## Task goal
Reproduce the records below word for word, starting at the first line and ending at the line that contains "[[595, 103]]".

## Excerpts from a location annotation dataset
__________________________________________________

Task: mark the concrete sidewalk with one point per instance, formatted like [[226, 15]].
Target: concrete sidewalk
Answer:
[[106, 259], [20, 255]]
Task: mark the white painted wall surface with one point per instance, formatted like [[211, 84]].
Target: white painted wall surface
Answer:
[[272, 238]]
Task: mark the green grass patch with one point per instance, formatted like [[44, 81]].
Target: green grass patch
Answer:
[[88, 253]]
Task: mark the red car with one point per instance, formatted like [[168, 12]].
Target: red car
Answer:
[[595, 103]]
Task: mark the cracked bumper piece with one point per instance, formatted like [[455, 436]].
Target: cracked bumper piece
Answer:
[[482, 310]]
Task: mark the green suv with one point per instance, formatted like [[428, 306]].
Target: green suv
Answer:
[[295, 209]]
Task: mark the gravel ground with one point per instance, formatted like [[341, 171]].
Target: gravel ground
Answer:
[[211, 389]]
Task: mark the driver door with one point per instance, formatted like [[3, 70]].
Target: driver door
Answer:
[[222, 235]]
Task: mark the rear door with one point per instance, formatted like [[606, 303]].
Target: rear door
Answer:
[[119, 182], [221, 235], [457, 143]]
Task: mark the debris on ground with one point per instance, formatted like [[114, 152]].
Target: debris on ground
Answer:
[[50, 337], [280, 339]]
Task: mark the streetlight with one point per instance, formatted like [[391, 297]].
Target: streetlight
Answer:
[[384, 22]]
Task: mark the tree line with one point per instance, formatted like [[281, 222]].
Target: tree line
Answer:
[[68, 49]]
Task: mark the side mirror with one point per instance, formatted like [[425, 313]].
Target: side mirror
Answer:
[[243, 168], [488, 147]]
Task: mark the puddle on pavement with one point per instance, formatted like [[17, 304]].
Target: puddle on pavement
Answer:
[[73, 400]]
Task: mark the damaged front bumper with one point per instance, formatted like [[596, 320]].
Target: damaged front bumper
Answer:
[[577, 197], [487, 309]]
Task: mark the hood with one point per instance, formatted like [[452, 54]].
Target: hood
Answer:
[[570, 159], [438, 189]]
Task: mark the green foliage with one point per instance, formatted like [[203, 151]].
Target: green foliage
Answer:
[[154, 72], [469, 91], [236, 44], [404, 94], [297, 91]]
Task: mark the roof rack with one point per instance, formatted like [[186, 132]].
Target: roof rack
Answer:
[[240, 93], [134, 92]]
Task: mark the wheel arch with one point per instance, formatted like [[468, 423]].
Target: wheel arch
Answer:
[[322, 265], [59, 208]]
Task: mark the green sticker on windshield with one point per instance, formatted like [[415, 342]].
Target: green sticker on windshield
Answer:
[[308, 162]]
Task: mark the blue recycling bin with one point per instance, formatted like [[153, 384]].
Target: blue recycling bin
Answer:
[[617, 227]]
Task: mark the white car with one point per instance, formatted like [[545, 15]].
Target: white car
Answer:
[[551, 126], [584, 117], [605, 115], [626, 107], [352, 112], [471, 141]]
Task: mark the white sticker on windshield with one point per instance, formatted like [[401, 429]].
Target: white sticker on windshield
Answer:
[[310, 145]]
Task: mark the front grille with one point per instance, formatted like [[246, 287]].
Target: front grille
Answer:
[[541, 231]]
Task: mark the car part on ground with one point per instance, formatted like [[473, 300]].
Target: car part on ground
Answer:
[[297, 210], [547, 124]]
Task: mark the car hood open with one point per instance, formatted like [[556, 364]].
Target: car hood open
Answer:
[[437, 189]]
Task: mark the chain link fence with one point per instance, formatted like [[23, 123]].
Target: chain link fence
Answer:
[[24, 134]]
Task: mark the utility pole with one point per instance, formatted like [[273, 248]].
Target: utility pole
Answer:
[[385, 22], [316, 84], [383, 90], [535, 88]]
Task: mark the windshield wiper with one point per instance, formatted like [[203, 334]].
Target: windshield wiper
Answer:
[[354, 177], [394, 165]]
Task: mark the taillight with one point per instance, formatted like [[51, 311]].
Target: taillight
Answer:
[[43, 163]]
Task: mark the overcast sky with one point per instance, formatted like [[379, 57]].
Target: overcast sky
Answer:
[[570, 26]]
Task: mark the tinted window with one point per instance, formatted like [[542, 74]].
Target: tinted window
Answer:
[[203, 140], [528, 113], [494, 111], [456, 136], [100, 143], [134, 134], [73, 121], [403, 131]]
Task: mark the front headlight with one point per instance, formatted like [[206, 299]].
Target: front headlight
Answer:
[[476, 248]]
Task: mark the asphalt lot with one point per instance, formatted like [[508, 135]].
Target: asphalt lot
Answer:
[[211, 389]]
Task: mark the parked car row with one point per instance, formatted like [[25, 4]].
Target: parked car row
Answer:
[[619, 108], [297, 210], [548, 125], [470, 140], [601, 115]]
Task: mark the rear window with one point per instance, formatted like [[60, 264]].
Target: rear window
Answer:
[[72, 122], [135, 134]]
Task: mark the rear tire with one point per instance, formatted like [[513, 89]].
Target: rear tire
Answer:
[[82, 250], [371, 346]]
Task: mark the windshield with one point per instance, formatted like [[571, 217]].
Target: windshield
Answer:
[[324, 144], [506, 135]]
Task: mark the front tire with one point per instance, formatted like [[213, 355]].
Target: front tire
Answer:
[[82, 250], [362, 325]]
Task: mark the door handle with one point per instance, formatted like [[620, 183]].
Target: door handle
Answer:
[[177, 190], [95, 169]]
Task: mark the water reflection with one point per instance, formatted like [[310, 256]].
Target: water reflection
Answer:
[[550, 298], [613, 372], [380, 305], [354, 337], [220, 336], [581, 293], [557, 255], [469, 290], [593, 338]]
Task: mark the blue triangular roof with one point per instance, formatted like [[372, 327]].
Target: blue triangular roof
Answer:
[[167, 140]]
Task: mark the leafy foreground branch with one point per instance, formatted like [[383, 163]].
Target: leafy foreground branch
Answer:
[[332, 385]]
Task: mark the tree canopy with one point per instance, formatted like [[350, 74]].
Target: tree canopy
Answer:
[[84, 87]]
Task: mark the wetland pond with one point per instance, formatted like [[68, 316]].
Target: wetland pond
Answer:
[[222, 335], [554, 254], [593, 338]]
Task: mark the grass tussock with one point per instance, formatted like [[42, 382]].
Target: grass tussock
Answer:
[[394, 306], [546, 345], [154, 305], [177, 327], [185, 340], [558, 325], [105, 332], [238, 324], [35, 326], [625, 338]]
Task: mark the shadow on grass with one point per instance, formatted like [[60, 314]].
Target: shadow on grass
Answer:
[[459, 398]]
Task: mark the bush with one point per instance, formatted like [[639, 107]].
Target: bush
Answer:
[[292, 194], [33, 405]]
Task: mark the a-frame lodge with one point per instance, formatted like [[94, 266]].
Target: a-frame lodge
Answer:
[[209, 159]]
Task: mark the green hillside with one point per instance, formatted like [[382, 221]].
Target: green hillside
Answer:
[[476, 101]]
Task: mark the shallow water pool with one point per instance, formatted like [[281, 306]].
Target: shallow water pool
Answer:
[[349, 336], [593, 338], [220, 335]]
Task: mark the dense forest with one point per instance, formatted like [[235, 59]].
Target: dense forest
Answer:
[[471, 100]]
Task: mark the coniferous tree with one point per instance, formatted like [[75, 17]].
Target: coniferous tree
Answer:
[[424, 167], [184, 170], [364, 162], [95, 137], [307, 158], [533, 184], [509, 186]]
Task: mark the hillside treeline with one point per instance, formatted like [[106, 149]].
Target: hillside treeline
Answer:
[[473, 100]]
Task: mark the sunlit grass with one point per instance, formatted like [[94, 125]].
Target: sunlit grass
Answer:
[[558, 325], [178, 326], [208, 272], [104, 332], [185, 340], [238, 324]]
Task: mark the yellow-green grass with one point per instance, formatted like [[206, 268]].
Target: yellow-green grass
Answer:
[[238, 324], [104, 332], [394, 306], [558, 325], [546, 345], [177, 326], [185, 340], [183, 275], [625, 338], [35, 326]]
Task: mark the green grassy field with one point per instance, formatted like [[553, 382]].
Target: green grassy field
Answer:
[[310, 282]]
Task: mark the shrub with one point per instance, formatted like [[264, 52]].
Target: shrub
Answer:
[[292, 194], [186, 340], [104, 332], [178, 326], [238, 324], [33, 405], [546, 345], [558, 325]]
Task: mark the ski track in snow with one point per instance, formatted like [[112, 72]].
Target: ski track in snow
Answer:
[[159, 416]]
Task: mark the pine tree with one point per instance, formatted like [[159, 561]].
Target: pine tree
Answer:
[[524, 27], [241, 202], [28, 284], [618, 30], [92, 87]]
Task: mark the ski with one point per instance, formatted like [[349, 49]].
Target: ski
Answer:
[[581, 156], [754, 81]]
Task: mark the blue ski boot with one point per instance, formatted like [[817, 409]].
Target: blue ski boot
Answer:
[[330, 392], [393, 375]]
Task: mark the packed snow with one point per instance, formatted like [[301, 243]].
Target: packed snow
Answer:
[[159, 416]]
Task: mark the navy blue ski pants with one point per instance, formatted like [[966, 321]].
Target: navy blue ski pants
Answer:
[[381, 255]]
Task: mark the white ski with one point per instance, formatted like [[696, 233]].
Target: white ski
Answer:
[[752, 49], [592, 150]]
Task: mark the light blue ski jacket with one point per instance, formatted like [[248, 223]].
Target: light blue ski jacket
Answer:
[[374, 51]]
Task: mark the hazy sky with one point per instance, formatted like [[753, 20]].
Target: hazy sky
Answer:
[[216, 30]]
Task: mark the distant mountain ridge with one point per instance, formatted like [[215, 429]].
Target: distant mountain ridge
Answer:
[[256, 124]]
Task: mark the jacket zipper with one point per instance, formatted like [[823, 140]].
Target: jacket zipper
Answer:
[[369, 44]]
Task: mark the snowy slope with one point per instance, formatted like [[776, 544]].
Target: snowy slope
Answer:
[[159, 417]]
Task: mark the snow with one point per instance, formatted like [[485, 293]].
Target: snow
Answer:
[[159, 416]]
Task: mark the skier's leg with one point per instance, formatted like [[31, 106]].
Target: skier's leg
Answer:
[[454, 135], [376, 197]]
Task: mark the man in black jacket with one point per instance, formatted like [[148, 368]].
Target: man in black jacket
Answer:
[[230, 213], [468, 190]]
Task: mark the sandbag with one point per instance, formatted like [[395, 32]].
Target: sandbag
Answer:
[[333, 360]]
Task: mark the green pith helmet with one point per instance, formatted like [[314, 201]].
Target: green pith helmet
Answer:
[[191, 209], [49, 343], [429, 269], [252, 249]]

__________________________________________________

## Answer to this exercise
Task: mark the concrete sidewalk with one point per instance, formatted like [[226, 15]].
Target: concrete sidewalk
Answer:
[[106, 259], [20, 255]]
Task: mark the white painted wall surface with one point per instance, formatted like [[211, 84]].
Target: white painted wall surface
Answer:
[[272, 238]]
Task: mark the green grass patch with one point per instance, formatted like [[44, 81]].
Target: green grass patch
Answer:
[[88, 253]]
Task: mark the red car with one point per instance, formatted like [[168, 12]].
Target: red car
Answer:
[[595, 103]]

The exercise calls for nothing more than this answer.